### Extrait du texte
§
Réglementer les armes nucléaires

Après la première utilisation d’une bombe atomique par les États-Unis sur le Japon en août 1945, le monde a été transformé. Les rapports et les images de la dévastation totale causée par les deux bombes que les États-Unis ont larguées sur Nagasaki et Hiroshima ont confirmé que la nature de la guerre avait changé à jamais. Comme un journaliste a décrit la scène :

Il n’y a aucun moyen de comparer les dégâts causés par la bombe atomique avec tout ce que nous avons vu auparavant. Alors que les bombes laissent des bâtiments éventrés et des charpentes debout, la bombe Atomique ne laisse rien. (Hoffman 1945)

Bien que les États-Unis aient été le premier État à faire exploser avec succès une bombe nucléaire, d’autres nations faisaient également des recherches sur cette technologie. Le deuxième État à réussir à faire exploser une bombe est l’Union soviétique (1949). Le Royaume-Uni (1952), la France (1960) et la Chine (1964) ont suivi. Alors que le nombre de nations possédant des armes nucléaires passait de un à cinq, il existait de véritables craintes que ces armes dangereuses ne prolifèrent de manière incontrôlée à de nombreuses autres nations.

La prolifération n’était pas seulement une question de chiffres. Au fur et à mesure que les armes se sont perfectionnées à partir de celles larguées au Japon, elles sont devenues plusieurs ordres de grandeur plus destructeurs, représentant une grave menace pour l’humanité dans son ensemble. Au début des années 1960, on avait construit des armes nucléaires capables de causer des ravages sur des centaines de kilomètres au-delà de la zone d’impact. Les États-Unis et l’Union soviétique, qui étaient enfermés dans un système de rivalité connu sous le nom de guerre froide, semblaient être dans une course pour se surpasser en termes de quantité et de qualité des bombes que chacun possédait. La guerre froide était connue comme telle parce que la présence d’armes nucléaires des deux côtés rendait une guerre traditionnelle entre les deux presque insondable. Si, d’une manière ou d’une autre, ils devaient se retrouver engagés dans un conflit direct, ils avaient chacun le pouvoir de détruire entièrement l’autre et, ce faisant, de mettre en péril la civilisation humaine dans son ensemble.
§
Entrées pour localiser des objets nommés
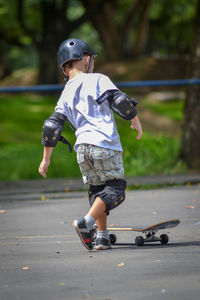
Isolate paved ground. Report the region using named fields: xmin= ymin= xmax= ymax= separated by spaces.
xmin=0 ymin=185 xmax=200 ymax=300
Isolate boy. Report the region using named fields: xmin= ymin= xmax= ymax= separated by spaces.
xmin=39 ymin=39 xmax=142 ymax=250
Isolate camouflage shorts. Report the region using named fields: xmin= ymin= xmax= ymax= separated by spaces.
xmin=77 ymin=144 xmax=124 ymax=185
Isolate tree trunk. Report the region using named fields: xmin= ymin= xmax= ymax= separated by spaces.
xmin=81 ymin=0 xmax=152 ymax=60
xmin=181 ymin=0 xmax=200 ymax=169
xmin=133 ymin=0 xmax=152 ymax=56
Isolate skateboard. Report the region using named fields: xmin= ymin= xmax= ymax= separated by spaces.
xmin=107 ymin=219 xmax=180 ymax=246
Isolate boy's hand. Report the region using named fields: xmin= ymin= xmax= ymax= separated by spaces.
xmin=131 ymin=116 xmax=143 ymax=140
xmin=38 ymin=159 xmax=50 ymax=178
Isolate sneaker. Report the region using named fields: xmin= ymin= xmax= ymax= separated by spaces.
xmin=95 ymin=238 xmax=111 ymax=250
xmin=72 ymin=218 xmax=93 ymax=250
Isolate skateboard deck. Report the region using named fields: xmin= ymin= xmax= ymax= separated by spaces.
xmin=107 ymin=219 xmax=180 ymax=246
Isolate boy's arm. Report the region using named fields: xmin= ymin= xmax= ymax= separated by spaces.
xmin=38 ymin=146 xmax=54 ymax=178
xmin=131 ymin=116 xmax=143 ymax=140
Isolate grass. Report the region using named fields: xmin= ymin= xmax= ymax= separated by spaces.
xmin=0 ymin=94 xmax=185 ymax=180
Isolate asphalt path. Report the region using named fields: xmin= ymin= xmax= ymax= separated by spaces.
xmin=0 ymin=185 xmax=200 ymax=300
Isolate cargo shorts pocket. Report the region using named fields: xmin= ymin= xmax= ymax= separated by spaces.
xmin=77 ymin=152 xmax=90 ymax=174
xmin=92 ymin=147 xmax=115 ymax=171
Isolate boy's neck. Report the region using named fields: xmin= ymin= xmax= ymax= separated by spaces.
xmin=69 ymin=69 xmax=84 ymax=80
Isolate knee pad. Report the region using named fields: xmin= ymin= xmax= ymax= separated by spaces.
xmin=89 ymin=179 xmax=126 ymax=215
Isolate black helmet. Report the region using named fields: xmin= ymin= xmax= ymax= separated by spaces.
xmin=57 ymin=39 xmax=96 ymax=68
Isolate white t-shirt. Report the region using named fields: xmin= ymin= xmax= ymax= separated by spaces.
xmin=55 ymin=73 xmax=122 ymax=151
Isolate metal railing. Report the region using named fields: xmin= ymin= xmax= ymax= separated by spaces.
xmin=0 ymin=78 xmax=200 ymax=93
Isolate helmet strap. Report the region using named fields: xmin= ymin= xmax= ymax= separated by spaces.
xmin=61 ymin=67 xmax=69 ymax=82
xmin=87 ymin=54 xmax=95 ymax=73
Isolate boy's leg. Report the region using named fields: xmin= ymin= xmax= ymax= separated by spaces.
xmin=88 ymin=197 xmax=111 ymax=250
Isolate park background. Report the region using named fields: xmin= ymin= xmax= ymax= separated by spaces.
xmin=0 ymin=0 xmax=200 ymax=181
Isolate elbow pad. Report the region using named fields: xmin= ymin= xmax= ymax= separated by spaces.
xmin=42 ymin=113 xmax=72 ymax=152
xmin=97 ymin=90 xmax=138 ymax=120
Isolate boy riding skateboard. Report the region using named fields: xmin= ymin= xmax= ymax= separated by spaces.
xmin=39 ymin=38 xmax=142 ymax=250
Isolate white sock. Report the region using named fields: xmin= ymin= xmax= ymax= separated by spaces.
xmin=97 ymin=230 xmax=109 ymax=240
xmin=84 ymin=215 xmax=96 ymax=230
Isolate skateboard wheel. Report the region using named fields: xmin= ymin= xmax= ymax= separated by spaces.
xmin=135 ymin=236 xmax=144 ymax=247
xmin=109 ymin=234 xmax=117 ymax=245
xmin=160 ymin=234 xmax=169 ymax=245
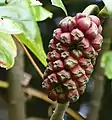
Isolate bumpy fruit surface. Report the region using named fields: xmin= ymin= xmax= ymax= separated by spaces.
xmin=42 ymin=13 xmax=103 ymax=103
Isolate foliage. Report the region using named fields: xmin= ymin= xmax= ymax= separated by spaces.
xmin=0 ymin=0 xmax=52 ymax=68
xmin=101 ymin=51 xmax=112 ymax=79
xmin=51 ymin=0 xmax=67 ymax=15
xmin=0 ymin=32 xmax=17 ymax=69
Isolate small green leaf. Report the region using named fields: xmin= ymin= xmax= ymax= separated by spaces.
xmin=101 ymin=51 xmax=112 ymax=79
xmin=51 ymin=0 xmax=68 ymax=16
xmin=0 ymin=80 xmax=9 ymax=88
xmin=32 ymin=6 xmax=53 ymax=21
xmin=0 ymin=18 xmax=23 ymax=34
xmin=17 ymin=34 xmax=47 ymax=66
xmin=0 ymin=32 xmax=17 ymax=69
xmin=102 ymin=0 xmax=112 ymax=15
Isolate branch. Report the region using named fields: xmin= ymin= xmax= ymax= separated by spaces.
xmin=12 ymin=35 xmax=43 ymax=79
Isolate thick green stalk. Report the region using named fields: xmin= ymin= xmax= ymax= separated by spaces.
xmin=7 ymin=40 xmax=25 ymax=120
xmin=87 ymin=18 xmax=112 ymax=120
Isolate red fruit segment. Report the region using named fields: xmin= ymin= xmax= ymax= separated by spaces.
xmin=91 ymin=56 xmax=96 ymax=65
xmin=48 ymin=73 xmax=58 ymax=83
xmin=45 ymin=62 xmax=53 ymax=74
xmin=79 ymin=58 xmax=91 ymax=68
xmin=48 ymin=50 xmax=60 ymax=61
xmin=48 ymin=91 xmax=57 ymax=101
xmin=89 ymin=15 xmax=100 ymax=26
xmin=91 ymin=34 xmax=103 ymax=51
xmin=76 ymin=75 xmax=89 ymax=87
xmin=61 ymin=51 xmax=70 ymax=59
xmin=85 ymin=64 xmax=93 ymax=75
xmin=57 ymin=94 xmax=67 ymax=104
xmin=57 ymin=70 xmax=71 ymax=82
xmin=71 ymin=65 xmax=85 ymax=81
xmin=83 ymin=46 xmax=95 ymax=58
xmin=76 ymin=13 xmax=86 ymax=20
xmin=63 ymin=80 xmax=77 ymax=90
xmin=60 ymin=32 xmax=71 ymax=46
xmin=71 ymin=29 xmax=84 ymax=43
xmin=59 ymin=16 xmax=76 ymax=32
xmin=53 ymin=28 xmax=62 ymax=40
xmin=42 ymin=79 xmax=53 ymax=90
xmin=71 ymin=49 xmax=83 ymax=59
xmin=56 ymin=43 xmax=68 ymax=52
xmin=64 ymin=57 xmax=78 ymax=70
xmin=78 ymin=84 xmax=86 ymax=95
xmin=78 ymin=38 xmax=90 ymax=50
xmin=48 ymin=39 xmax=56 ymax=51
xmin=85 ymin=22 xmax=98 ymax=40
xmin=98 ymin=25 xmax=103 ymax=34
xmin=53 ymin=60 xmax=64 ymax=71
xmin=67 ymin=89 xmax=79 ymax=102
xmin=77 ymin=17 xmax=91 ymax=32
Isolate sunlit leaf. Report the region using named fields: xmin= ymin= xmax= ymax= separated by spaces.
xmin=32 ymin=6 xmax=53 ymax=21
xmin=51 ymin=0 xmax=67 ymax=15
xmin=0 ymin=0 xmax=46 ymax=65
xmin=0 ymin=18 xmax=23 ymax=34
xmin=101 ymin=51 xmax=112 ymax=79
xmin=30 ymin=0 xmax=42 ymax=5
xmin=0 ymin=32 xmax=17 ymax=69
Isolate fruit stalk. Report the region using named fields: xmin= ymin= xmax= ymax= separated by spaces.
xmin=50 ymin=102 xmax=69 ymax=120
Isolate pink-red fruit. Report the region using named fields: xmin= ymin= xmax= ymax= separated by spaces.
xmin=42 ymin=13 xmax=103 ymax=104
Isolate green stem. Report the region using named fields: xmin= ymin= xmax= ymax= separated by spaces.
xmin=82 ymin=4 xmax=100 ymax=16
xmin=50 ymin=102 xmax=69 ymax=120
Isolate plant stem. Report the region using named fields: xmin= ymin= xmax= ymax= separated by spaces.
xmin=12 ymin=35 xmax=43 ymax=79
xmin=50 ymin=102 xmax=69 ymax=120
xmin=87 ymin=18 xmax=112 ymax=120
xmin=7 ymin=39 xmax=25 ymax=120
xmin=82 ymin=4 xmax=100 ymax=16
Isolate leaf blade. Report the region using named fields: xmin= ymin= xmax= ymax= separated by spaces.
xmin=101 ymin=51 xmax=112 ymax=79
xmin=0 ymin=32 xmax=17 ymax=69
xmin=51 ymin=0 xmax=68 ymax=16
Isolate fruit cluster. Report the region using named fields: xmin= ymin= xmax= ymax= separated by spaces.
xmin=42 ymin=13 xmax=103 ymax=103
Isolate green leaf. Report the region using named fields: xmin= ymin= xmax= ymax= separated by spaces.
xmin=0 ymin=18 xmax=23 ymax=34
xmin=0 ymin=0 xmax=5 ymax=6
xmin=0 ymin=32 xmax=17 ymax=69
xmin=32 ymin=6 xmax=53 ymax=21
xmin=17 ymin=34 xmax=47 ymax=66
xmin=51 ymin=0 xmax=68 ymax=16
xmin=102 ymin=0 xmax=112 ymax=15
xmin=101 ymin=51 xmax=112 ymax=79
xmin=0 ymin=80 xmax=9 ymax=88
xmin=0 ymin=0 xmax=46 ymax=65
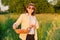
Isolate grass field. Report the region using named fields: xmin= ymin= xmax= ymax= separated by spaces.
xmin=0 ymin=14 xmax=60 ymax=40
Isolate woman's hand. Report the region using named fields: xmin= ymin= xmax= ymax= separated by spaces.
xmin=29 ymin=25 xmax=36 ymax=29
xmin=15 ymin=29 xmax=29 ymax=34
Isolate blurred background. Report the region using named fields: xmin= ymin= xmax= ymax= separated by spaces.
xmin=0 ymin=0 xmax=60 ymax=40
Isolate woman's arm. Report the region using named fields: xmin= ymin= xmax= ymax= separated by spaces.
xmin=13 ymin=14 xmax=23 ymax=29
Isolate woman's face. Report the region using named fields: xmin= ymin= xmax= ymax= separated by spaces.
xmin=27 ymin=6 xmax=34 ymax=14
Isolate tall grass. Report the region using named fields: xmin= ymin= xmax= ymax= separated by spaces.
xmin=0 ymin=14 xmax=60 ymax=40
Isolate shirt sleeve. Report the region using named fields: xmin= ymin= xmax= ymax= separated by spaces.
xmin=13 ymin=14 xmax=23 ymax=27
xmin=35 ymin=17 xmax=39 ymax=29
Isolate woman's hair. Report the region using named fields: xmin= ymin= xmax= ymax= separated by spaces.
xmin=25 ymin=3 xmax=35 ymax=16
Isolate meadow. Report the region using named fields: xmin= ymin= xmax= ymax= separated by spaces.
xmin=0 ymin=13 xmax=60 ymax=40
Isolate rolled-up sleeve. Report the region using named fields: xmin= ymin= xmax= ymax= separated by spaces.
xmin=13 ymin=14 xmax=23 ymax=27
xmin=35 ymin=17 xmax=39 ymax=29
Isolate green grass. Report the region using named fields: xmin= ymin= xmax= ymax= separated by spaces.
xmin=0 ymin=14 xmax=60 ymax=40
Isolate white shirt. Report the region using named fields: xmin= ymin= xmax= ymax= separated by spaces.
xmin=28 ymin=15 xmax=36 ymax=34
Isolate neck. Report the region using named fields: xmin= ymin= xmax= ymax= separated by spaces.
xmin=28 ymin=13 xmax=31 ymax=15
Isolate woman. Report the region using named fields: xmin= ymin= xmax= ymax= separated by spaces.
xmin=13 ymin=3 xmax=39 ymax=40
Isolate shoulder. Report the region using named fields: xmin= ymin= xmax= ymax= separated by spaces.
xmin=34 ymin=16 xmax=36 ymax=19
xmin=20 ymin=13 xmax=25 ymax=17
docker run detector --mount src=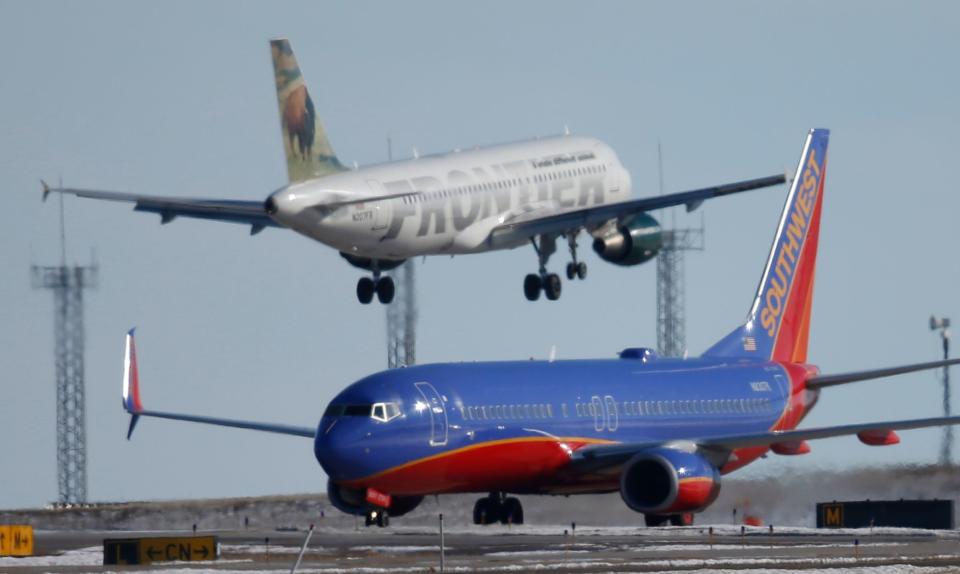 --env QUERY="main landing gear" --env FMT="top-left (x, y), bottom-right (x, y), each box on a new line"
top-left (523, 235), bottom-right (563, 301)
top-left (357, 269), bottom-right (397, 305)
top-left (363, 508), bottom-right (390, 528)
top-left (473, 492), bottom-right (523, 524)
top-left (643, 512), bottom-right (693, 527)
top-left (523, 235), bottom-right (587, 301)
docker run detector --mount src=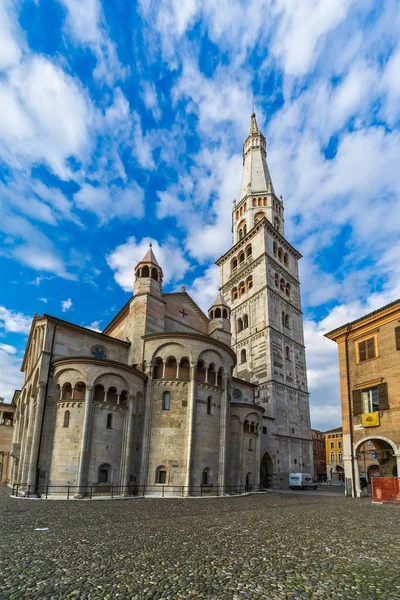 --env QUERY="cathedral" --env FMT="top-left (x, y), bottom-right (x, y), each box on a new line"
top-left (11, 114), bottom-right (313, 498)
§
### Problème posé A
Renvoyez le passage du texte sur les armes nucléaires qui va de « Bien que les » à « nombreuses autres nations. », sans y changer un mot.
### Problème posé B
Reformulez sous forme de liste, s'il vous plaît, le paragraphe du texte sur les armes nucléaires qui commence par « La prolifération n'était pas seulement », en conservant ses faits principaux.
### Problème posé C
Poursuivez le texte sur les armes nucléaires à partir de sa dernière phrase.

### Réponse attendue A
Bien que les États-Unis aient été le premier État à faire exploser avec succès une bombe nucléaire, d’autres nations faisaient également des recherches sur cette technologie. Le deuxième État à réussir à faire exploser une bombe est l’Union soviétique (1949). Le Royaume-Uni (1952), la France (1960) et la Chine (1964) ont suivi. Alors que le nombre de nations possédant des armes nucléaires passait de un à cinq, il existait de véritables craintes que ces armes dangereuses ne prolifèrent de manière incontrôlée à de nombreuses autres nations.

### Réponse attendue B
- La prolifération ne se réduisait pas au nombre d'États dotés de l'arme.
- En se perfectionnant depuis celles larguées sur le Japon, les armes sont devenues plusieurs ordres de grandeur plus destructrices et menaçaient l'humanité entière.
- Au début des années 1960, certaines armes nucléaires pouvaient causer des ravages sur des centaines de kilomètres au-delà de la zone d'impact.
- Les États-Unis et l'Union soviétique, rivaux de la guerre froide, semblaient se livrer une course à la quantité et à la qualité des bombes.
- On parlait de guerre froide parce que la présence d'armes nucléaires des deux côtés rendait une guerre traditionnelle entre eux presque insondable.
- En cas de conflit direct, chacun pouvait détruire entièrement l'autre et mettre en péril la civilisation humaine.

### Réponse attendue C
Cela peut paraître étrange mais, malgré leur puissance offensive, les armes nucléaires sont principalement tenues comme des outils défensifs – peu susceptibles d’être un jour utilisées. Cela est dû à un concept connu sous le nom de dissuasion. En détenant une arme capable d’anéantir un adversaire, celui-ci est peu susceptible de vous attaquer. Surtout si vos armes peuvent survivre à cette attaque et vous permettre de riposter. Dans un environnement aussi peu sûr que la guerre froide, l’acquisition d’un arsenal nucléaire était un moyen de dissuasion et une mesure de sécurité impossible à atteindre autrement. C’était évidemment une option attrayante pour les États. Pour cette raison, tout espoir de créer un régime international de modération sur les armes nucléaires semblait condamné pendant la guerre froide.

Au bord du gouffre et retour

L’Organisation des Nations unies (ONU), créée en 1945 en partie pour donner un point de convergence à la diplomatie internationale et créer un monde plus sûr, a tenté en vain de mettre hors la loi les armes nucléaires à la fin des années 1940. Après cet échec, une série d’objectifs moins absolus ont été avancés, notamment la réglementation des essais d’armes nucléaires. Les armes en cours de développement nécessitaient des détonations d’essai, et chaque essai libérait de grandes quantités de radiations dans l’atmosphère, mettant en danger les écosystèmes et la santé humaine.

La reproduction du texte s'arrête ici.